**TASK SET:**
#1 According to the text on Amazon's automated scaling, what are the two approaches to scaling it offers?
#2 Write a continuation of the text on Amazon's automated scaling that follows on from its last paragraph.

**EXTRACT:**
====================
Amazon have, in our opinion, always offered the best solution for cloud-deployment of services, including web-sites, and one of the primary reasons was the speed with which you can start, stop and upgrade your capacity.
However, Amazon have again raised their game and added automated scaling. This is neat and gives you two approaches, by schedule and by demand. Both work in very similar ways with scheduled scaling allowing you to increase and decrease the number of instances on a predictable schedule. Typically that might mean lowering the grunt overnight and raising it at peak times such as 9am or the 5pm to 8pm tea-time rush. If you’ve got a quiet overnight server load you could easily reduce your operating costs by 25% or more.
Method two is scaling based on demand. You set specific policies based on many factors (including CPU usage, bandwidth, memory) to start and stop instances. It only take a minute to start new instances (what Amazon call servers) so with only a momentary slow down you could easily build a skeleton server farm that fires up 100% on demand.
In practical terms you can now easily plan your cloud capacity to meet your digital needs. Got a huge email drop going out? Up the capacity. Do you get little overnight traffic? Shutdown most of your services. An unexpected spike in traffic caused by an item going viral? No problem, the server capacity will scale up and then back down again once the flurry has passed.
====================
**DATA SUPPLIED:**
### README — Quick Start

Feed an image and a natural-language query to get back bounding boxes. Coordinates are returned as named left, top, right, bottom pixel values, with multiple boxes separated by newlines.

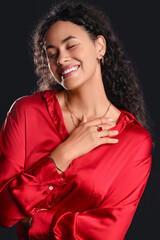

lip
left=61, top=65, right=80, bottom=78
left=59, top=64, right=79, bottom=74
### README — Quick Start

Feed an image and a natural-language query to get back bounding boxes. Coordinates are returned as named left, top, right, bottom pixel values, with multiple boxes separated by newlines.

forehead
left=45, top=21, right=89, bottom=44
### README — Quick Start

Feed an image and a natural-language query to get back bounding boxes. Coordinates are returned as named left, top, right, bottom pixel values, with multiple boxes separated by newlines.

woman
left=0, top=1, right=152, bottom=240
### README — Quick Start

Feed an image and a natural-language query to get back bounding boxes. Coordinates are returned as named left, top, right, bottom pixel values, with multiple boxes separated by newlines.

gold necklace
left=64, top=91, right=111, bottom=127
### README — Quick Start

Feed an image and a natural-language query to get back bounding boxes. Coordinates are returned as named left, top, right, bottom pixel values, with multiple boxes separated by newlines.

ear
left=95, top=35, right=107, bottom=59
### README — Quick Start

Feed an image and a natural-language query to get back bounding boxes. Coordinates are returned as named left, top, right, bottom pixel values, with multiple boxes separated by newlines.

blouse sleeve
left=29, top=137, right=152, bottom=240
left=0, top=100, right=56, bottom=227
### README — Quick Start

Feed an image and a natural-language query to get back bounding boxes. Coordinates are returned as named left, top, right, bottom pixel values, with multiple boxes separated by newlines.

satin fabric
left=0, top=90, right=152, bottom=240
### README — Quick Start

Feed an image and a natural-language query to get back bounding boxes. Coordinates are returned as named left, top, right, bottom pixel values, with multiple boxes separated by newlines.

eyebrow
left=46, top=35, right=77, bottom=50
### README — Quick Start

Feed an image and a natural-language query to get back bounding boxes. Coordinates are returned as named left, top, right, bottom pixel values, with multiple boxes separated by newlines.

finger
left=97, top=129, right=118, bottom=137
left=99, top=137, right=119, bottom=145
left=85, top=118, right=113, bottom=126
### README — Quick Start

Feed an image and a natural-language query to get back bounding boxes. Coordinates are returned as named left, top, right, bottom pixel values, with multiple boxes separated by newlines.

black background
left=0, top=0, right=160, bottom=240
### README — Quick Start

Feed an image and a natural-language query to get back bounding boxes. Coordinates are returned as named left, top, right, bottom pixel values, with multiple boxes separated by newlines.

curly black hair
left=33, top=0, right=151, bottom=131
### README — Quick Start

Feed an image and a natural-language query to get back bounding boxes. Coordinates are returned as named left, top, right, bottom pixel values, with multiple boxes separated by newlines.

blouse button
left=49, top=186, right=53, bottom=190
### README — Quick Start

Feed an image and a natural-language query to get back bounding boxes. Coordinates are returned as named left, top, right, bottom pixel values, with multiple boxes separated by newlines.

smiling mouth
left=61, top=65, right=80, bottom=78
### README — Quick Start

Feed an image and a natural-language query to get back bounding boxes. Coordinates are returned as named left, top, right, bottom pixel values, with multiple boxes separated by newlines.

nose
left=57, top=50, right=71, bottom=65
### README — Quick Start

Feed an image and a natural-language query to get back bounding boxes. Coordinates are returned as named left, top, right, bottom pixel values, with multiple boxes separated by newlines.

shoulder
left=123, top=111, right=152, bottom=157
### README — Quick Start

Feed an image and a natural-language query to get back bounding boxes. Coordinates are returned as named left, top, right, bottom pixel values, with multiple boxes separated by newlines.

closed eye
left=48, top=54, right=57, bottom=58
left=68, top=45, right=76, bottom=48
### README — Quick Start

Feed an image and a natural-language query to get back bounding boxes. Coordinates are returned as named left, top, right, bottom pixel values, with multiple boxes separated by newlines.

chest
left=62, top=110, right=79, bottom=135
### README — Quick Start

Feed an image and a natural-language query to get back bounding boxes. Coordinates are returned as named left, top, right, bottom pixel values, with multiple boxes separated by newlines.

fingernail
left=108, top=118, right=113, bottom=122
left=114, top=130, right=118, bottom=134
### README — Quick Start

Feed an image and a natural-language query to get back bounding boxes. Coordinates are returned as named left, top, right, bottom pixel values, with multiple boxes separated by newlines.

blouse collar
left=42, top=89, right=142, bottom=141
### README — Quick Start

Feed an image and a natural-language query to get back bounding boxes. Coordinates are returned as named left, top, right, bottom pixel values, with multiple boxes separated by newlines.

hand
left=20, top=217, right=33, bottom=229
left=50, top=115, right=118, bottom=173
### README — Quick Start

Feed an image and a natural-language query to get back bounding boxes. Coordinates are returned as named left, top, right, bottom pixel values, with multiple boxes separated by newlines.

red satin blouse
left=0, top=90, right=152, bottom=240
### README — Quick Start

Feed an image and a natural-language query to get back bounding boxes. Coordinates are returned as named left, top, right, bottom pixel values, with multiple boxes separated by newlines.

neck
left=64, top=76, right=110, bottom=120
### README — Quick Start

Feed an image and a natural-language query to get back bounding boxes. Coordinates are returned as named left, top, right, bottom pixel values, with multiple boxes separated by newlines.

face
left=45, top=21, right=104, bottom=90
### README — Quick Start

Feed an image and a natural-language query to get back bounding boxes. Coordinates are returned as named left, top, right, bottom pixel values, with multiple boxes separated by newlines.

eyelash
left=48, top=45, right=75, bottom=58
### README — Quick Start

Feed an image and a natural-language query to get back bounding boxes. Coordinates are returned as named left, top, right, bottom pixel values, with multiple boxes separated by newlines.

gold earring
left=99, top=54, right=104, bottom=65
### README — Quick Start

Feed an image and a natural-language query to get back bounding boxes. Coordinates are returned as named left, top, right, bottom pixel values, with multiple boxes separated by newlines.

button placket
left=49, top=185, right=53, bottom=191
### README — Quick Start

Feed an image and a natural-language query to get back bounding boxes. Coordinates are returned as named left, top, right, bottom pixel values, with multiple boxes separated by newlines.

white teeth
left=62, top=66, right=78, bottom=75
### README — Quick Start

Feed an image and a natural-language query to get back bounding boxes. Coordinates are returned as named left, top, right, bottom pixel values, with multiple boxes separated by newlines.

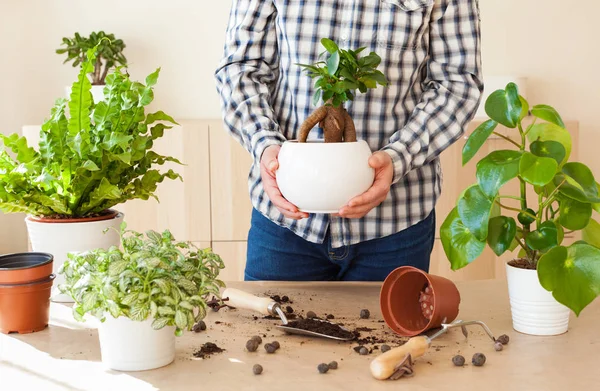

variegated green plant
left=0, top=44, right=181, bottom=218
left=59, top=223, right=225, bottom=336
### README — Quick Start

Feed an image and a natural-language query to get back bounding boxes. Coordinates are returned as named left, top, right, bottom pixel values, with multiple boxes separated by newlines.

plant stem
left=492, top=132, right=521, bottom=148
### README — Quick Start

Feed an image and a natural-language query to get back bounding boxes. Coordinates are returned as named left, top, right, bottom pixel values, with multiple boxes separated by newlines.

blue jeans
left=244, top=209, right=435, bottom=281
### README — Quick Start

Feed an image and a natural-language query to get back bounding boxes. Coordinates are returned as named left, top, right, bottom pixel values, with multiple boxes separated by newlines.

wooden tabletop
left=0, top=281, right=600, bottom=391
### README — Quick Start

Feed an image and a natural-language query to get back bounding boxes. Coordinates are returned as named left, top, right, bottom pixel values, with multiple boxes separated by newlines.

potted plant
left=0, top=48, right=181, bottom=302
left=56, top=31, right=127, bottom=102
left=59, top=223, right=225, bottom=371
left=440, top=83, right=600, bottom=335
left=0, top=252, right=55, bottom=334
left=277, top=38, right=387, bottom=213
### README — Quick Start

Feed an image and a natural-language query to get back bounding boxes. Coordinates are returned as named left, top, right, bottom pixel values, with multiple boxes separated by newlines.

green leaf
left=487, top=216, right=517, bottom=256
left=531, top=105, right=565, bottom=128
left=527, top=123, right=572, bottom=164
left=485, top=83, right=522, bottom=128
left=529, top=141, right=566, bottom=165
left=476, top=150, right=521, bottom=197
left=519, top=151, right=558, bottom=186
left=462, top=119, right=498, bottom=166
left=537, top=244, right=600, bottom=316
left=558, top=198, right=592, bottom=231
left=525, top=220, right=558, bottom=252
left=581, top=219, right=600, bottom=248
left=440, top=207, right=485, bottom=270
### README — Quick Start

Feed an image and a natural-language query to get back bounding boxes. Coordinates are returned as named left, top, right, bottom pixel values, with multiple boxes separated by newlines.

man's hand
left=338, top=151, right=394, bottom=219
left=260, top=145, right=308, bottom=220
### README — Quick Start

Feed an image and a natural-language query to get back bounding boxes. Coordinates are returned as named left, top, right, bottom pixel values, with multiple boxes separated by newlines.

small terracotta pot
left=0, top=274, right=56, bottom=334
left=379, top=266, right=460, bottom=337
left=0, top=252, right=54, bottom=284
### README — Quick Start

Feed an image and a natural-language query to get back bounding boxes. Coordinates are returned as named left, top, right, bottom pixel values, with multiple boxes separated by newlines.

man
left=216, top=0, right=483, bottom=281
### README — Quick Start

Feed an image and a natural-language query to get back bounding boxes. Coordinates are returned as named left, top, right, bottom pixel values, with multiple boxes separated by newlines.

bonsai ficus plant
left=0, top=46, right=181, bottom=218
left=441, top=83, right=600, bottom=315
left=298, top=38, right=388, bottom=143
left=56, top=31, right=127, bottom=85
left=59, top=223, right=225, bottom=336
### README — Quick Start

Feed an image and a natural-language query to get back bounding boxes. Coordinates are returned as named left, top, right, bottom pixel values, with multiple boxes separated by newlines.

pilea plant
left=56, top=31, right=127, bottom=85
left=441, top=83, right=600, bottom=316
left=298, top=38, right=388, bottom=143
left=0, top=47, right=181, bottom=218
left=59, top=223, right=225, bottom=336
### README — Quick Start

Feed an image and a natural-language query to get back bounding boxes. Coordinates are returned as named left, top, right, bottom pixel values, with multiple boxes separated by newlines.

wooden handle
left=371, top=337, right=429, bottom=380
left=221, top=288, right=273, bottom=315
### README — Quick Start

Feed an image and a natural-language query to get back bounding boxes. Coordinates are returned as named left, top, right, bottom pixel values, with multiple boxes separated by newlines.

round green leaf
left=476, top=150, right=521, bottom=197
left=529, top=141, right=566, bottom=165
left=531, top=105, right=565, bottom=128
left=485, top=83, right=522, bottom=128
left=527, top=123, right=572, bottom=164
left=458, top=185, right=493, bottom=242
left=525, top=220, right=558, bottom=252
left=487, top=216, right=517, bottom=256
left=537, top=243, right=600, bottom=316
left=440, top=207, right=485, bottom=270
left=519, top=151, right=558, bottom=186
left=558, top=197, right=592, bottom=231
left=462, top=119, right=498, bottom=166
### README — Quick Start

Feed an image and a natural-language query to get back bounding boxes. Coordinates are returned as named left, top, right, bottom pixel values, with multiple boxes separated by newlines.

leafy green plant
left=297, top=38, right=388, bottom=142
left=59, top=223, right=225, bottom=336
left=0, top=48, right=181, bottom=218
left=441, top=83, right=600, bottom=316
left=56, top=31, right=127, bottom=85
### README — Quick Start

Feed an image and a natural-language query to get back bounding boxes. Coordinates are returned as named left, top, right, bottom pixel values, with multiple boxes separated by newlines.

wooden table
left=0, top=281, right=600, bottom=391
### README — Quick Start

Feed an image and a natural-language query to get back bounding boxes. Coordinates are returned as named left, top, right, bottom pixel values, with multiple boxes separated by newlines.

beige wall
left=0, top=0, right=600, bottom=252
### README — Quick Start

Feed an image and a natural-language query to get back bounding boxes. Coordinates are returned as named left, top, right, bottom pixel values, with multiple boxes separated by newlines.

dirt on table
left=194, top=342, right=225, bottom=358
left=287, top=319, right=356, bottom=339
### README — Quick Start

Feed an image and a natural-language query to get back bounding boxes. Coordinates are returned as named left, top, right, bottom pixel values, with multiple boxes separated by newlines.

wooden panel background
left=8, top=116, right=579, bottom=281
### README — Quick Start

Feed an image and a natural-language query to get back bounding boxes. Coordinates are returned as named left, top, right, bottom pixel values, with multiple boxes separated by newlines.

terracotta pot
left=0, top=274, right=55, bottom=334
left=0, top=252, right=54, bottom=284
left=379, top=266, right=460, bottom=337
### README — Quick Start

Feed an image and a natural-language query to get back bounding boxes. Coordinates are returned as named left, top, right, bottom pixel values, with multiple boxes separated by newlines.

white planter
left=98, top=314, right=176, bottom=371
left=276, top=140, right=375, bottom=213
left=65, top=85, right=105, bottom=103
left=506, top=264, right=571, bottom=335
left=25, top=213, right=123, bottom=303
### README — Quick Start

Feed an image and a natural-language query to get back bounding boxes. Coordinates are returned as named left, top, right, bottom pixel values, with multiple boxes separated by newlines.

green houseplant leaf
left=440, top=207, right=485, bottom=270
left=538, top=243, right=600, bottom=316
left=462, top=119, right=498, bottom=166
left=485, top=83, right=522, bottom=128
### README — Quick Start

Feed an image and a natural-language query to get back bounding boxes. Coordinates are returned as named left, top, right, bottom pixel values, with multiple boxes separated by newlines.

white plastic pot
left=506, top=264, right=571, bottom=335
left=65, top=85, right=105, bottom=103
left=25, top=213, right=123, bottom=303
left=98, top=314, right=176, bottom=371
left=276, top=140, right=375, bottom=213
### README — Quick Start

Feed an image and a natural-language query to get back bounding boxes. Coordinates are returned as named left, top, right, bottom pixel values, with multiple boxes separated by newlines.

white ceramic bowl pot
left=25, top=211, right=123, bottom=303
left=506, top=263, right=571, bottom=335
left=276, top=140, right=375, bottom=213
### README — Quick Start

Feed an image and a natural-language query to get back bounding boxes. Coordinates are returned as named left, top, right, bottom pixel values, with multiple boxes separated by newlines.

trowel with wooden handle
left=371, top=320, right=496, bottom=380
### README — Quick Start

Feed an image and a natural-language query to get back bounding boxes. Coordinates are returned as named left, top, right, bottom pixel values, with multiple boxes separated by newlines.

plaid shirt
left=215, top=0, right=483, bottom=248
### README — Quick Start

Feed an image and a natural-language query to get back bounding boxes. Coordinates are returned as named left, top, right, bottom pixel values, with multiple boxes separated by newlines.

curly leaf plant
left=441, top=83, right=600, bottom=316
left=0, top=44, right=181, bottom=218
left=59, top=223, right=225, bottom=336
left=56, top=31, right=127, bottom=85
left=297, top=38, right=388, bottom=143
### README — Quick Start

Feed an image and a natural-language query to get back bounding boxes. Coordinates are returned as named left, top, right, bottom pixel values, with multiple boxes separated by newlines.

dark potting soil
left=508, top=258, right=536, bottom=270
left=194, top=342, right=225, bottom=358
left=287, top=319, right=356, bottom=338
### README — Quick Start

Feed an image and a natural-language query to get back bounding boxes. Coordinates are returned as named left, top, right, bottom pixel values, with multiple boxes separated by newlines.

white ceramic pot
====================
**TASK-BY-TASK RESULTS:**
#1 Scaling by schedule and scaling by demand.

#2
It seems such an obvious thing to do but until now you’ve broadly had to build your digital capacity based on peak usage, and then leave a large part of it unused during the off-peak periods. It’s a lot like the old days of fitting out and maintaining a 50-man office just because you have 50 staffers who converge at the same time for a few hours a week. Nowadays, of course, we implement hot desking and location independent working so we only need the bare minimum of office space and facilities.
We estimate that since we started using Amazon services, the cost per event (how we measure the cost of server power) has come down in real terms by 75%.
That’s a three fold reduction in cost in just over 3 years. We share these saving with our clients, so our typical server configuration (couple of servers, working in tandem) has come down in cost from circa £1,200 per month to less than £300 and a typical small installation server cost has come down from £100 a month to £30.